_WORK INSTRUCTION 1:_
List every item that, according to the extract below on Indian policy headwinds for tech sectors, startups and platforms would have to fund from a portion of their revenue for gig workers.
_WORK INSTRUCTION 2:_
Extend the article below on policy headwinds for Indian edtech, ecommerce, fintech and big tech, picking up after its final sentence about gig worker contributions.

_PAGE EXTRACT:_
Policy Headwinds — New Challenges For Edtech, Ecommerce, Fintech, Big Tech

Continuing on the ecommerce theme, there is another potential headache for the marketplace giants. The Indian government has already stated that the National Ecommerce Policy is coming in 2024, and besides this, the social security code for gig workers could also see the light of day after years of delay in its implementation since the initial announcement.

Rules Of The Ecommerce Game: The ecommerce policy is widely expected to be in favour of small sellers and could further complicate the holding structures of marketplace giants and the alleged preferential treatment for some large sellers. Besides this, discounting and predatory pricing are two other points where the policy could disrupt the existing incumbents, allowing room for more players to break through.

Will Gig Workers Get Their Due? With issues in gig economy platforms persisting in 2023, the social security code could be a much-needed relief for part-time delivery workers and mobility partners. In particular, startups and platforms would have to allocate a portion of their revenue for gratuity, pension, provident fund contributions and insurance of gig workers.

_GIVEN ENTRIES:_
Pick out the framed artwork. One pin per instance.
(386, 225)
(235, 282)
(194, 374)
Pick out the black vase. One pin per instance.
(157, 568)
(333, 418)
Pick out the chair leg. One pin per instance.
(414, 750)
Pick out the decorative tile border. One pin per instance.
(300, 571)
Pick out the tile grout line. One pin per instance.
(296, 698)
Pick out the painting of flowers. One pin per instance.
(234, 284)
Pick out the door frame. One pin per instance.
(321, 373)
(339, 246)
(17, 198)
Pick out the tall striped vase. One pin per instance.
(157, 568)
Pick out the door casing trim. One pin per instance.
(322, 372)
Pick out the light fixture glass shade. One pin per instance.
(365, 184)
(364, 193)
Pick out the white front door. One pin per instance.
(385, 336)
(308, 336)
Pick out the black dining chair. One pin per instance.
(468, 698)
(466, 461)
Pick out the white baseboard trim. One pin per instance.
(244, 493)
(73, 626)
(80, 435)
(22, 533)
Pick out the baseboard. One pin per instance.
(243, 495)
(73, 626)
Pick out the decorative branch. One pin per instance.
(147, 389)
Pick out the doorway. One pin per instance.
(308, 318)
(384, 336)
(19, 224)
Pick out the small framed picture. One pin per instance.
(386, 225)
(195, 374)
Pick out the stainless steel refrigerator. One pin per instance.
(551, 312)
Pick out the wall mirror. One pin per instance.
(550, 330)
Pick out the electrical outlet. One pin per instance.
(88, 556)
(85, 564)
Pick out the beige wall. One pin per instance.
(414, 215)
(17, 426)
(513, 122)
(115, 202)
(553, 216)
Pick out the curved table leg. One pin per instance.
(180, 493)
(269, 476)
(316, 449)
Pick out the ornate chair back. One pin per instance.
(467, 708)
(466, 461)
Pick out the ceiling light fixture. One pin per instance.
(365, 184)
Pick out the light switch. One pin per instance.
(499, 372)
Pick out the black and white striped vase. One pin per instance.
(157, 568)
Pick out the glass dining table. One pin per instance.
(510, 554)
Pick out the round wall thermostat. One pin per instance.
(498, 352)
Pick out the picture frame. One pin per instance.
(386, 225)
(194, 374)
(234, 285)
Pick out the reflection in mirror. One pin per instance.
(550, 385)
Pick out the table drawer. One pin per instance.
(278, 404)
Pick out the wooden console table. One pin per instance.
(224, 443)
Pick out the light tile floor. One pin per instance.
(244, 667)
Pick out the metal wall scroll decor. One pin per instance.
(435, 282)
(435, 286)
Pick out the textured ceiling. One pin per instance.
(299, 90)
--
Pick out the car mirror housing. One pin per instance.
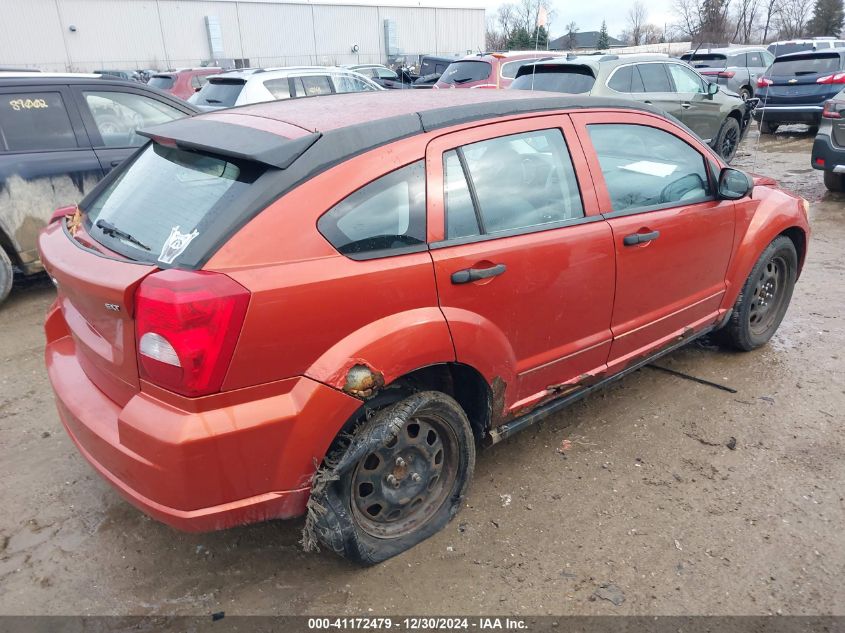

_TASK ANSWER 1:_
Gratuity, pension, provident fund contributions, and insurance.

_TASK ANSWER 2:_
In this context, the rising reliance on platform fees also makes sense. The logic being that companies would charge consumers to pay for workers. How this impacts the profitability of platforms remains to be determined.

The Question Of Data: Another key piece of the policy puzzle is the Digital Personal Data Protection Act and the much-discussed National AI Policy. The former is expected to give a few headaches to fintech, social media, enterprise tech and services companies, while the AI policy is likely to mandate stricter rules to deal with AI-generated content in media.

We have covered the contours of the DPDP Act, which brings clarity to users on how their data can be used by companies and also informs tech startups on how they must deal with users’ personal data, and consent. But, as we reported, many entities have highlighted that the law falters on aspects like implementation and a few other parameters.

All-Important AI Regulations: There is far less clarity on what a potential AI policy might entail, but if recent statements by the government are any indication, there is some momentum on this front as well. In the inaugural statement at the virtual G20 summit, PM Narendra Modi called for using technologies such as AI in a responsible manner.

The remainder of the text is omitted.